** start of Data lines **

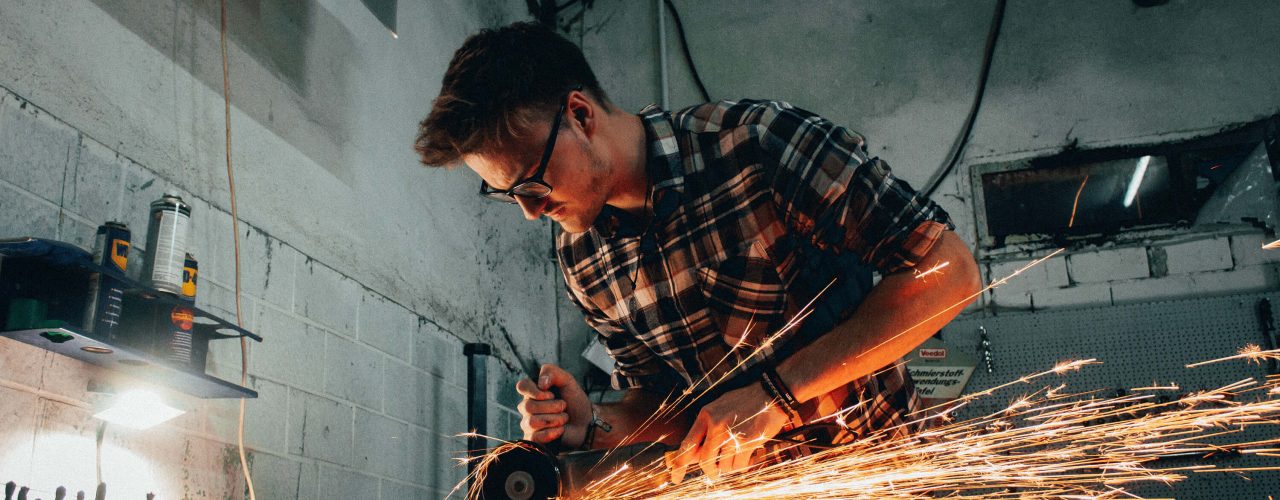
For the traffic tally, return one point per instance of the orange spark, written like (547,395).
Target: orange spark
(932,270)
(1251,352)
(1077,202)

** end of Data lines **
** start of Data lines **

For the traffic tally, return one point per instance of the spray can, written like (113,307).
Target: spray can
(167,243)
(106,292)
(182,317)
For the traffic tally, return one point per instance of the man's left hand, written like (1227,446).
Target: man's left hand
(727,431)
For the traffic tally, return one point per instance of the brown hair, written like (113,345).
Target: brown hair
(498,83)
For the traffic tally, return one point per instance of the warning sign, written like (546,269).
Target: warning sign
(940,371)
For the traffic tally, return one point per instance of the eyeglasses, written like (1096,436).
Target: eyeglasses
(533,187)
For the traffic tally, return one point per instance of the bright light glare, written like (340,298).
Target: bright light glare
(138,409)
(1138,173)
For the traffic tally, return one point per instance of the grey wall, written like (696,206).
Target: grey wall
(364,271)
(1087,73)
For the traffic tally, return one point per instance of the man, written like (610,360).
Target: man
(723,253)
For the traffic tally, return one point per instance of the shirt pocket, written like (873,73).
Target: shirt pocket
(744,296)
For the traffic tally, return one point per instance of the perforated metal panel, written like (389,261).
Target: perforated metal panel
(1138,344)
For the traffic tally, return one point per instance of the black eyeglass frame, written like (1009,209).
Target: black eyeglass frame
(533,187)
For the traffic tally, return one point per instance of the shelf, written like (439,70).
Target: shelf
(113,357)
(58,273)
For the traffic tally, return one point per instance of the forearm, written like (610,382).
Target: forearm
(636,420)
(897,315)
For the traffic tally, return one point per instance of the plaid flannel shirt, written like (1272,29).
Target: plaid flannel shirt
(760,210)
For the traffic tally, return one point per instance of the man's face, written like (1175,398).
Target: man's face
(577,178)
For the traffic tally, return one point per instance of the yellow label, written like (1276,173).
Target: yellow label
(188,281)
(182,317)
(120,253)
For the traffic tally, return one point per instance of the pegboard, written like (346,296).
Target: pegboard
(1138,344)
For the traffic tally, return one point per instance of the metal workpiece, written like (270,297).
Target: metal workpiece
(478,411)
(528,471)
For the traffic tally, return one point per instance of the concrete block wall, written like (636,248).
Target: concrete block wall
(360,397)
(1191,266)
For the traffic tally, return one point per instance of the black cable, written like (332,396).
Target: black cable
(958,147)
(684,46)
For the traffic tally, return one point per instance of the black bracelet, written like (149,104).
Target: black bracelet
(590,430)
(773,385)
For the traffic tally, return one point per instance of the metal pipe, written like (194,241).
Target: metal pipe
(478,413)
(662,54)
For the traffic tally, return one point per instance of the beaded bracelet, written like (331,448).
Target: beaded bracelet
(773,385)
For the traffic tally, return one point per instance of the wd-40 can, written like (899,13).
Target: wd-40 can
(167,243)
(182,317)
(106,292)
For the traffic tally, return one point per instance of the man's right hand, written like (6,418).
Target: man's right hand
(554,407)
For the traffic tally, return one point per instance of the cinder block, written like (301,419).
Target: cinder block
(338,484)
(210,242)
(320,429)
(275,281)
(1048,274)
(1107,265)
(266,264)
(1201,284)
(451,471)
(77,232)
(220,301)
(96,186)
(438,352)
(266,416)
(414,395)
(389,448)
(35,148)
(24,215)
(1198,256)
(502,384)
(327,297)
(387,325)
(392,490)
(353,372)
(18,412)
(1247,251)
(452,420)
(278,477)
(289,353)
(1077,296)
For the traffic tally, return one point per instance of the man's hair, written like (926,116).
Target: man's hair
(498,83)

** end of Data lines **
** start of Data lines **

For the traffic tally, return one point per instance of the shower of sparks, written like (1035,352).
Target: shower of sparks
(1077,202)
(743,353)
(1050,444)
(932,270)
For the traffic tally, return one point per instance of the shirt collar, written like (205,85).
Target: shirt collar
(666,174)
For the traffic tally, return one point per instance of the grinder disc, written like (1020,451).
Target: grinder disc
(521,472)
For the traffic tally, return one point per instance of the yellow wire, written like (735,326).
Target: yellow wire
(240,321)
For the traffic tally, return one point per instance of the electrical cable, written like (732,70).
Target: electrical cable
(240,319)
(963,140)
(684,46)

** end of Data lines **

=== What this task involves ===
Pick out each line in the records above that contains the word "eyeglasses", and copy those lines unchanged.

=== The output ===
For the traffic tally, return one point per instance of the eyeglasses, written like (1096,436).
Target: eyeglasses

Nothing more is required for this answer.